Collected data entries:
---

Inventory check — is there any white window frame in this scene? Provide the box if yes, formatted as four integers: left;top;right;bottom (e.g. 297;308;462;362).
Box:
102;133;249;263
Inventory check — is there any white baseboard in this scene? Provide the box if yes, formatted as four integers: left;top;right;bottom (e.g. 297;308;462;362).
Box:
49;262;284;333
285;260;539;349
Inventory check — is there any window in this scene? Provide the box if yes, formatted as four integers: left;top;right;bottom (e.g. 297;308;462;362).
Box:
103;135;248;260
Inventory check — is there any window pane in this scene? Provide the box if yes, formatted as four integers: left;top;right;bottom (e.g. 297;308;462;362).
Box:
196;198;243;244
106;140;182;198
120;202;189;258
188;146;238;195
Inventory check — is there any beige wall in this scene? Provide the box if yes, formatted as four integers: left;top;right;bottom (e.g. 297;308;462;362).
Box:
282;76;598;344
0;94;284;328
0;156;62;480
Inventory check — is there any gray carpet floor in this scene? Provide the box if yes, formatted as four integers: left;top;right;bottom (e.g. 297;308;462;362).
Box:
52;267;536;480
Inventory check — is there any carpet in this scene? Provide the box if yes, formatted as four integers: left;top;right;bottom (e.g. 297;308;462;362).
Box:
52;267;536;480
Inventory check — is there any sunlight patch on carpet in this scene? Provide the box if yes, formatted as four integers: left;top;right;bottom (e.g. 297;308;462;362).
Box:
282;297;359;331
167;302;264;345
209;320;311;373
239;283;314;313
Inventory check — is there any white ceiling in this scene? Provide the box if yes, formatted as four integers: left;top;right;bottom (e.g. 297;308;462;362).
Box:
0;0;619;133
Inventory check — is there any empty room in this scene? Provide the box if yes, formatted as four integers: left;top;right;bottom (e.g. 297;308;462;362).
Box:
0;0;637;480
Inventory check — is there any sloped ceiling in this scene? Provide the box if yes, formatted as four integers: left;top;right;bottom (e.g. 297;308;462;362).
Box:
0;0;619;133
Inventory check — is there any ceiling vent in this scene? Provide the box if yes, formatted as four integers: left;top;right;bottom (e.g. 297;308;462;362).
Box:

---

Rewrite every one of the records above, substituting "Item lookup" for each occurrence of "Inventory check" and leaving all other text unchanged.

- _TASK SOLUTION_
Item lookup — is there any white window frame in this scene? Provide the box if yes, formatted as four integers: left;top;right;bottom (e.g. 297;308;462;362).
Box:
102;133;249;263
Item lookup — is there any white baseboard in this scene? Provide the box if yes, formatted as four integers: left;top;right;bottom (e.g. 297;308;462;362).
Box:
49;262;284;333
285;260;539;349
Item lookup — is there any window in this scene? Provide the box if yes, formatted as four integers: left;top;right;bottom (e.g. 297;308;462;362).
Box:
103;135;248;260
Item lookup — is there any window pane in this scene? Provide the box if yes, formatted as four integers: left;top;right;bottom (e.g. 297;308;462;362).
Box:
196;198;243;244
106;140;182;198
120;202;189;258
188;146;238;195
Item lookup — is there any beige wall in this scene? Provide the box if yes, formatted as four integers: left;top;right;bottom (e.g. 297;308;462;362).
Box:
282;76;598;344
0;94;284;328
0;156;62;480
Item lookup — is there any gray carpet floor in this scene? Provide the box if yes, formatted as four integers: left;top;right;bottom (e.g. 297;308;462;362).
Box:
52;267;536;480
Item lookup — is there any carpet in this scene? Provide the box if yes, formatted as four integers: left;top;right;bottom (e.g. 297;308;462;362).
Box:
52;267;536;480
Item lookup — is there any sunlight patch on carpet in this scene? Provide the box if yes, formatted as four integers: left;top;right;bottom (e.g. 297;308;462;362).
Box:
282;297;359;331
167;302;264;345
209;320;311;373
239;283;314;313
Item lookup — is there any white ceiling in this scene? Provide the box if yes, formatted as four integers: left;top;right;bottom (e.g. 297;308;462;362).
Box:
0;0;619;133
Item lookup — is there any empty room in this scene? Provide the box if yes, formatted as four integers: left;top;right;bottom (e.g. 297;308;462;362).
Box:
0;0;637;480
Item lookup — is there any sloped ceiling in this scene? Provide the box if yes, formatted as four integers: left;top;right;bottom (e.g. 297;308;462;362).
Box:
0;0;619;133
Item lookup — is there any ceiling vent in this scene? Provide the box if yes, formatted as four integers: left;top;right;bottom (e.g. 297;308;462;362).
Box:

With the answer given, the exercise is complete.